Show every line of the records below that contains the word "shirt".

Stored records
___

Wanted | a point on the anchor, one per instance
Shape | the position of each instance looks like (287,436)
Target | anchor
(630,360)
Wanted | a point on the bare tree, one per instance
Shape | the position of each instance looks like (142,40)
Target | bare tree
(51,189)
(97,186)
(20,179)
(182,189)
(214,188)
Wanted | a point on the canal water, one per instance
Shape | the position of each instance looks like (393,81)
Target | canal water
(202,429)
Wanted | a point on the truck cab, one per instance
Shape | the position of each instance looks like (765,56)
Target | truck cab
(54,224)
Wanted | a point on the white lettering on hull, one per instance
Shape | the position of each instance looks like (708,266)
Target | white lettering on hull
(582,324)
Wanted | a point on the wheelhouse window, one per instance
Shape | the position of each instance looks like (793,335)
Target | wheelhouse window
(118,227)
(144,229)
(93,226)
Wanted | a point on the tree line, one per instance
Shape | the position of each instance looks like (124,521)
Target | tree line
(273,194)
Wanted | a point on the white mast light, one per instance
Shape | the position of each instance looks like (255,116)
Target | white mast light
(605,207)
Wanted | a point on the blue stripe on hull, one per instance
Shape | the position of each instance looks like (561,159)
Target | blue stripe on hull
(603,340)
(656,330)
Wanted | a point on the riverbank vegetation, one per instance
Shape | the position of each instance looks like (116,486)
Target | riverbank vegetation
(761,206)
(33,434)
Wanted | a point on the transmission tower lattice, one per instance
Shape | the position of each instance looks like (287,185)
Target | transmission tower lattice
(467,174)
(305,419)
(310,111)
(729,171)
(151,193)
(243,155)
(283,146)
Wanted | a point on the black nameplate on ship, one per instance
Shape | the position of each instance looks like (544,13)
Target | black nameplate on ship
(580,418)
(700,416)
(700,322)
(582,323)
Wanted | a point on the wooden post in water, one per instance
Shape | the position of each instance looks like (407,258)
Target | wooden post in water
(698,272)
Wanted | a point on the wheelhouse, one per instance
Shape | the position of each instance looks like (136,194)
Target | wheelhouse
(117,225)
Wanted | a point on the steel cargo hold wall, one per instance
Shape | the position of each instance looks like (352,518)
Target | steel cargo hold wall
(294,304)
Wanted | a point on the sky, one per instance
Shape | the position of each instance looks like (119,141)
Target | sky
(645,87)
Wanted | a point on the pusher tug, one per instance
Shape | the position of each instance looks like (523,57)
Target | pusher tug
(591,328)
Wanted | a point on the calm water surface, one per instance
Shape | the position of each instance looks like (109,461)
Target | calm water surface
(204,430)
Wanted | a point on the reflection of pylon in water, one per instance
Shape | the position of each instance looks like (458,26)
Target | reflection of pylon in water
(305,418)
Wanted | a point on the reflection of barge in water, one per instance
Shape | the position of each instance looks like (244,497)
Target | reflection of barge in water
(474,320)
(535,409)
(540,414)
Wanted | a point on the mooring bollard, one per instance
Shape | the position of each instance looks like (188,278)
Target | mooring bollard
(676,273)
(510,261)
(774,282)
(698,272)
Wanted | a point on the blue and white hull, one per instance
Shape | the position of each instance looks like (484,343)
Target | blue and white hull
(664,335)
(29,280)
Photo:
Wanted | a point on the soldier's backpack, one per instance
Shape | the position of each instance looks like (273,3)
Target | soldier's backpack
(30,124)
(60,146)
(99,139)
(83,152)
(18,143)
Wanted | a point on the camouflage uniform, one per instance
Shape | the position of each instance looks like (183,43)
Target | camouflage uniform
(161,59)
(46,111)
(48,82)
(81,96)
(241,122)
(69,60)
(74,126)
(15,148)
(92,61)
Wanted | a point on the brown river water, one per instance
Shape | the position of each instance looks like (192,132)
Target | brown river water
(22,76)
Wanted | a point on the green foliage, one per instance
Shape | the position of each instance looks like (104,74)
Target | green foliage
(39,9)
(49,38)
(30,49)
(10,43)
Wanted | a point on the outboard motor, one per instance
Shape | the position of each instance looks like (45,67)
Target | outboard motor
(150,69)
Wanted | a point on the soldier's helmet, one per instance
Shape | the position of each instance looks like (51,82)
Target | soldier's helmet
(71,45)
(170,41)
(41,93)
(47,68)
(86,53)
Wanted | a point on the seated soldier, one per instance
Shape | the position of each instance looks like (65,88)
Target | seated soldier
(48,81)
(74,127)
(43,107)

___

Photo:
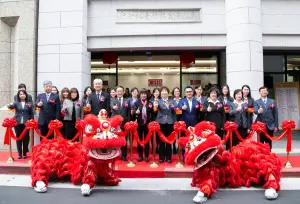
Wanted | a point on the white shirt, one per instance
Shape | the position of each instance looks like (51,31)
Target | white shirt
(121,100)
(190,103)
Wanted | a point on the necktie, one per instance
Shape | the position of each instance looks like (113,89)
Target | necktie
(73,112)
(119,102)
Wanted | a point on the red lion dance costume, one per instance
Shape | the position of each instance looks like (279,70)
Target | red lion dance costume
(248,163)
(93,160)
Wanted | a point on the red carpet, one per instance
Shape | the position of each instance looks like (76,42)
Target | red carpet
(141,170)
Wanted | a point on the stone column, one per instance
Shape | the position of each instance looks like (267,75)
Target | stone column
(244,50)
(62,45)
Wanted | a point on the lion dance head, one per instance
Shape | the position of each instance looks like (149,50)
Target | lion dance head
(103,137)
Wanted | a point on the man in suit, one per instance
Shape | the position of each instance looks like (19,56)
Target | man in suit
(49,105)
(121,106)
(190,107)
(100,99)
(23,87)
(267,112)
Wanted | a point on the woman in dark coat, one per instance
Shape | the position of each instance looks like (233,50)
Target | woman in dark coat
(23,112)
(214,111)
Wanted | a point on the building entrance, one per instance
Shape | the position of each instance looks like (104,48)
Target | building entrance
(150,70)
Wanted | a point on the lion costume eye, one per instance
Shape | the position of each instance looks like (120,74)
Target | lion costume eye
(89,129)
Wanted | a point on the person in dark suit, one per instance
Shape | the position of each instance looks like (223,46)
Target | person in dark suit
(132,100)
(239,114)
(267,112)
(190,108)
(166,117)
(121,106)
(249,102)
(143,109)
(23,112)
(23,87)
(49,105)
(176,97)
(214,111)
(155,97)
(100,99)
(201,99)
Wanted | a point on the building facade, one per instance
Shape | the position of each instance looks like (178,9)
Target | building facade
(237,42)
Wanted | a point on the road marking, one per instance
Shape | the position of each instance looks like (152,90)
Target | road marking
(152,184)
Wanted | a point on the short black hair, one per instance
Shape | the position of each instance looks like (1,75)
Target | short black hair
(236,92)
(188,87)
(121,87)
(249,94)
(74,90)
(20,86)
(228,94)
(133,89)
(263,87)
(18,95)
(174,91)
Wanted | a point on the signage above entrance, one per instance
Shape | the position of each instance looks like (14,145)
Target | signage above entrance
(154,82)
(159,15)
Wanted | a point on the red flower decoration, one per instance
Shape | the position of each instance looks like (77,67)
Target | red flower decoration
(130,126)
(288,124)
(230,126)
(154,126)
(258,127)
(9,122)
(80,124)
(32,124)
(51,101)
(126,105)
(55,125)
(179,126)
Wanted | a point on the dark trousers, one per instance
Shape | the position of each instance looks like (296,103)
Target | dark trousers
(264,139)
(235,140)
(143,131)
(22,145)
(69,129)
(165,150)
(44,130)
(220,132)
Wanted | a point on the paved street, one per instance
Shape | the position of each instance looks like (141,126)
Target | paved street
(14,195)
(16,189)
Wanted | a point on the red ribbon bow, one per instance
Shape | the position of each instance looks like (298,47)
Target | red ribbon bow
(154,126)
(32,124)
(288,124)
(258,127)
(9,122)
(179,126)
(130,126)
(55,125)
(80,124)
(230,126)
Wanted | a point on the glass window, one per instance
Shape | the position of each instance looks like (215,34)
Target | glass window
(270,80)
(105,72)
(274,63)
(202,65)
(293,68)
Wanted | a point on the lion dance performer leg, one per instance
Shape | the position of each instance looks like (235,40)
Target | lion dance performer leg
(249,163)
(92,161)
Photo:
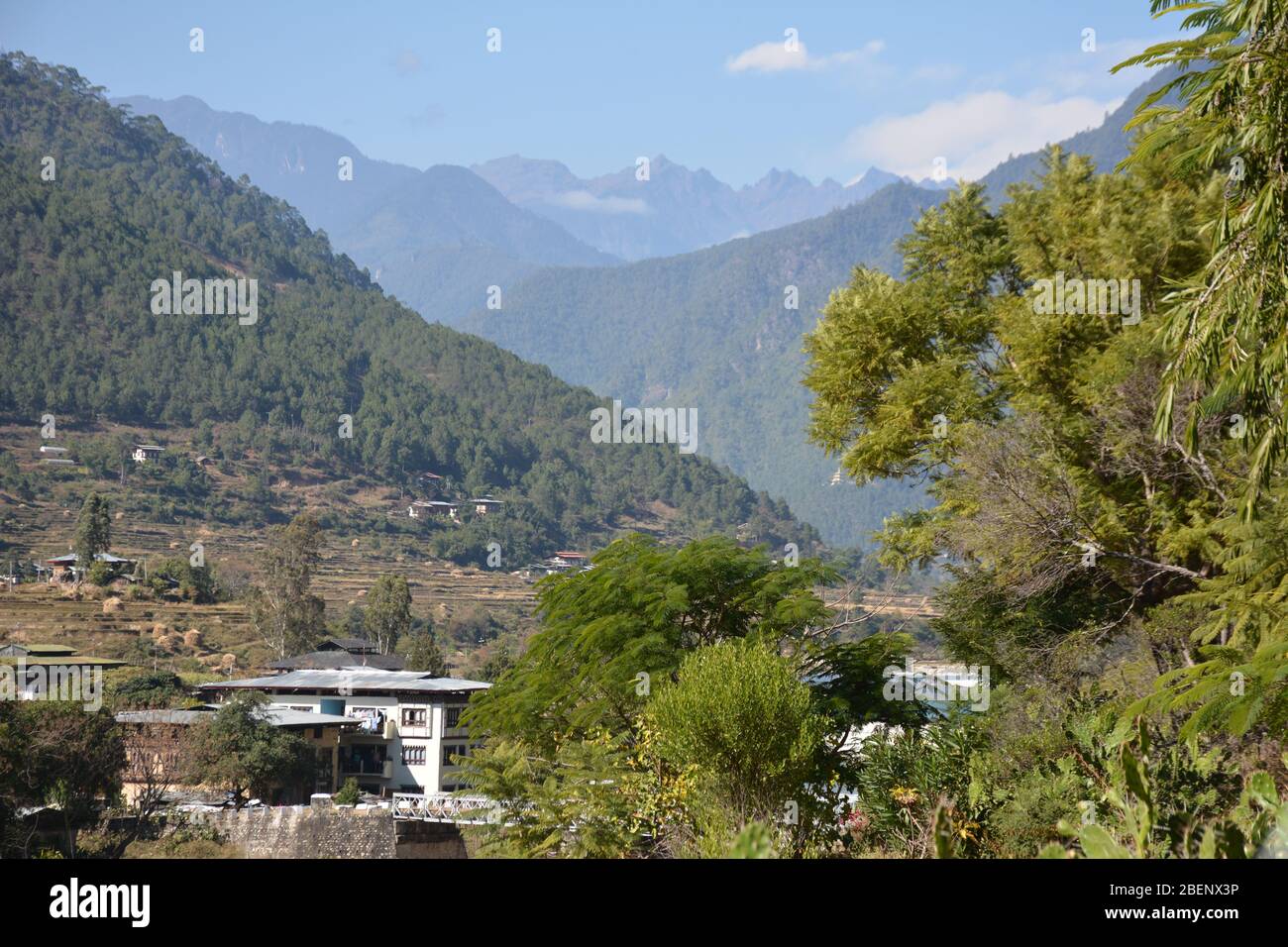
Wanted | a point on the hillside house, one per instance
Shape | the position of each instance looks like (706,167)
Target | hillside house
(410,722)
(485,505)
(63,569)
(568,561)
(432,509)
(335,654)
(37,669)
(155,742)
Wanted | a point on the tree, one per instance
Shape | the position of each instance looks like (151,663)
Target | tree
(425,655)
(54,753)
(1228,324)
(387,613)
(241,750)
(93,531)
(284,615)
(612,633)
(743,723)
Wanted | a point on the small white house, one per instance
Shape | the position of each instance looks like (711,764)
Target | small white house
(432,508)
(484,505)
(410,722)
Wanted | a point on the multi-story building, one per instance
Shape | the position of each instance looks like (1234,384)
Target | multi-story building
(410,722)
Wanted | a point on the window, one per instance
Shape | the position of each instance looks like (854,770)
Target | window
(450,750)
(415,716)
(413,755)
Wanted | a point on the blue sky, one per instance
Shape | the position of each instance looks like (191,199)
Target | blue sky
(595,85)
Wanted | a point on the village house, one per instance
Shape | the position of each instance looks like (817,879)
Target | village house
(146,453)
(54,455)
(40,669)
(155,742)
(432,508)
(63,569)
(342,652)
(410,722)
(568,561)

___

» SOLUTION FOR THIS TASK:
Wanted | a point on the white shirt, one per instance
Target | white shirt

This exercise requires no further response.